__Natural-language object grounding data__.

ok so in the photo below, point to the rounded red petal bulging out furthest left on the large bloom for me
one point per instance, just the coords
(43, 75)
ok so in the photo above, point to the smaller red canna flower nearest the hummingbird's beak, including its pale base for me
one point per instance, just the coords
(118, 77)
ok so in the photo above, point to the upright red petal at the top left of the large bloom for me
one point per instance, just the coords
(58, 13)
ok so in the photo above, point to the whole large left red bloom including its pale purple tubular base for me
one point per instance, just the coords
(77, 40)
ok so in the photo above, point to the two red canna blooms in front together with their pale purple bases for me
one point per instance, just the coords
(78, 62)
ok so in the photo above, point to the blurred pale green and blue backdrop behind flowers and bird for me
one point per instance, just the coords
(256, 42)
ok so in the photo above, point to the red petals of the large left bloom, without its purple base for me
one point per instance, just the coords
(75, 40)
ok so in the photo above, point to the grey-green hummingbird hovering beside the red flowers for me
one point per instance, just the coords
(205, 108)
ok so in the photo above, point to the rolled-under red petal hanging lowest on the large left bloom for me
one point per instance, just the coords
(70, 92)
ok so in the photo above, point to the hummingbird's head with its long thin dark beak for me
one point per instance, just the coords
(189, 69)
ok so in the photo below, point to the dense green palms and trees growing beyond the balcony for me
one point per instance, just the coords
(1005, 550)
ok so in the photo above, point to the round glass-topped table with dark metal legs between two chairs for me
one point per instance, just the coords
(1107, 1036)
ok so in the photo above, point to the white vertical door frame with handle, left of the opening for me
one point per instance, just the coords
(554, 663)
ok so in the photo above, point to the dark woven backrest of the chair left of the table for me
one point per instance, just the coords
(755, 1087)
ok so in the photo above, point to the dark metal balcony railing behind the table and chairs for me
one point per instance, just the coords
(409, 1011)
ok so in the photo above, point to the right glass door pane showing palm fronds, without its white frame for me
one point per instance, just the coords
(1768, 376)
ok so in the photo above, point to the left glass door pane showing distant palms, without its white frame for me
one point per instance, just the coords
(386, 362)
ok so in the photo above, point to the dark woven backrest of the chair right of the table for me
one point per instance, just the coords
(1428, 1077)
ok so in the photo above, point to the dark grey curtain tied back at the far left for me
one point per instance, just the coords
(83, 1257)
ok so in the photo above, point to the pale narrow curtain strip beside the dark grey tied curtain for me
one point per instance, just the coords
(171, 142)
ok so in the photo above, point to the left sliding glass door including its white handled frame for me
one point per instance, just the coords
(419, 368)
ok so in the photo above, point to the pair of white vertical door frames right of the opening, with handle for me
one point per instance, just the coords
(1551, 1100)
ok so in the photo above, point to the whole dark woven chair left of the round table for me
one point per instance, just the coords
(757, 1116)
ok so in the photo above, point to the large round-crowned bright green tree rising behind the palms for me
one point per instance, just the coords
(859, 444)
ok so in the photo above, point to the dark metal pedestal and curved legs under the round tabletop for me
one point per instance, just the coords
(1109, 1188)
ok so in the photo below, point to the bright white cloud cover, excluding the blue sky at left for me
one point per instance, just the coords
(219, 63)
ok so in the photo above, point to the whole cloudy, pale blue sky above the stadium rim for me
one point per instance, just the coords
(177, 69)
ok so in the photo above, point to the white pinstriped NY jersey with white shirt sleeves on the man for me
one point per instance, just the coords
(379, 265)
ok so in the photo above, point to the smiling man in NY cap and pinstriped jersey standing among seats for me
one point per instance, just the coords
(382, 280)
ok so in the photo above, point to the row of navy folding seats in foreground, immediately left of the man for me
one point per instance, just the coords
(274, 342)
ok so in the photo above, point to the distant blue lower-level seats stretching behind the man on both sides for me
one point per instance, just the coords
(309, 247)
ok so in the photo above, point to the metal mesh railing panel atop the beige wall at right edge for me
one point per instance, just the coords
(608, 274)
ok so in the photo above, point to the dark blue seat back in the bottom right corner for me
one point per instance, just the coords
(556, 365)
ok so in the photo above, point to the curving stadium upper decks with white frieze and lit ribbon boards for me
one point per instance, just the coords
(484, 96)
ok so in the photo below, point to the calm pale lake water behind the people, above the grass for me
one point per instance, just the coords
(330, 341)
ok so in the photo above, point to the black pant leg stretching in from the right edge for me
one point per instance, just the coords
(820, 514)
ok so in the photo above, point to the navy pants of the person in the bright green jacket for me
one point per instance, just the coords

__WHAT IS NEEDED__. The entries above should be copied out exactly, with none left out.

__WRITTEN REPLY__.
ok so in the photo below, point to the rounded red petal bulging out furthest left on the large bloom for me
one point per instance, just the coords
(43, 75)
ok so in the photo above, point to the smaller red canna flower nearest the hummingbird's beak, including its pale base for me
one point per instance, just the coords
(118, 77)
ok so in the photo above, point to the upright red petal at the top left of the large bloom for me
one point per instance, just the coords
(58, 13)
ok so in the photo above, point to the whole large left red bloom including its pale purple tubular base for me
one point per instance, just the coords
(77, 40)
ok so in the photo above, point to the two red canna blooms in front together with their pale purple bases for me
one point per instance, just the coords
(78, 62)
ok so in the photo above, point to the blurred pale green and blue backdrop behind flowers and bird for me
one point per instance, just the coords
(256, 42)
ok so in the photo above, point to the red petals of the large left bloom, without its purple base for me
one point per instance, just the coords
(75, 40)
ok so in the photo above, point to the grey-green hummingbird hovering beside the red flowers for me
one point per instance, just the coords
(205, 108)
ok so in the photo above, point to the rolled-under red petal hanging lowest on the large left bloom for me
one point per instance, just the coords
(70, 92)
ok so in the photo above, point to the hummingbird's head with its long thin dark beak for me
one point per instance, just the coords
(189, 69)
ok so in the photo below, point to the dense green palms and trees growing beyond the balcony for me
one point per instance, just the coords
(1005, 550)
ok so in the photo above, point to the round glass-topped table with dark metal legs between two chairs for me
one point per instance, just the coords
(1107, 1036)
ok so in the photo above, point to the white vertical door frame with handle, left of the opening for me
one point per instance, just the coords
(554, 663)
ok so in the photo above, point to the dark woven backrest of the chair left of the table for me
one point per instance, just the coords
(755, 1087)
ok so in the photo above, point to the dark metal balcony railing behind the table and chairs for me
one point per instance, just the coords
(409, 1011)
ok so in the photo above, point to the right glass door pane showing palm fronds, without its white frame for me
one point per instance, just the coords
(1768, 376)
ok so in the photo above, point to the left glass door pane showing distant palms, without its white frame for me
one point per instance, just the coords
(386, 362)
ok so in the photo above, point to the dark woven backrest of the chair right of the table for me
one point per instance, just the coords
(1428, 1077)
ok so in the photo above, point to the dark grey curtain tied back at the far left for me
one point per instance, just the coords
(83, 1257)
ok so in the photo above, point to the pale narrow curtain strip beside the dark grey tied curtain for me
one point per instance, just the coords
(171, 142)
ok so in the photo above, point to the left sliding glass door including its white handled frame for me
one point per instance, just the coords
(419, 368)
ok so in the photo above, point to the pair of white vertical door frames right of the opening, with handle for me
one point per instance, just the coords
(1551, 1100)
ok so in the photo above, point to the whole dark woven chair left of the round table for me
one point per instance, just the coords
(757, 1116)
ok so in the photo above, point to the large round-crowned bright green tree rising behind the palms for me
one point per instance, just the coords
(859, 444)
ok so in the photo above, point to the dark metal pedestal and curved legs under the round tabletop for me
one point per instance, just the coords
(1109, 1188)
ok so in the photo below, point to the bright white cloud cover, excluding the blue sky at left for me
one point per instance, just the coords
(219, 63)
ok so in the photo above, point to the whole cloudy, pale blue sky above the stadium rim for me
one point per instance, just the coords
(177, 69)
ok so in the photo above, point to the white pinstriped NY jersey with white shirt sleeves on the man for me
one point per instance, just the coords
(379, 265)
ok so in the photo above, point to the smiling man in NY cap and pinstriped jersey standing among seats for me
one point per instance, just the coords
(382, 280)
ok so in the photo above, point to the row of navy folding seats in foreground, immediately left of the man for me
one point per instance, just the coords
(274, 342)
ok so in the photo above, point to the distant blue lower-level seats stretching behind the man on both sides for me
one point per instance, just the coords
(309, 247)
ok so in the photo above, point to the metal mesh railing panel atop the beige wall at right edge for me
one point per instance, just the coords
(608, 274)
ok so in the photo above, point to the dark blue seat back in the bottom right corner for me
one point per instance, just the coords
(556, 365)
ok so in the photo above, point to the curving stadium upper decks with white frieze and lit ribbon boards for me
one point per instance, just the coords
(484, 96)
ok so in the photo below, point to the calm pale lake water behind the people, above the grass for me
one point per instance, just the coords
(330, 341)
ok so in the photo above, point to the black pant leg stretching in from the right edge for me
one point per instance, just the coords
(820, 514)
ok so in the photo above, point to the navy pants of the person in the bright green jacket for me
one point per instance, just the coords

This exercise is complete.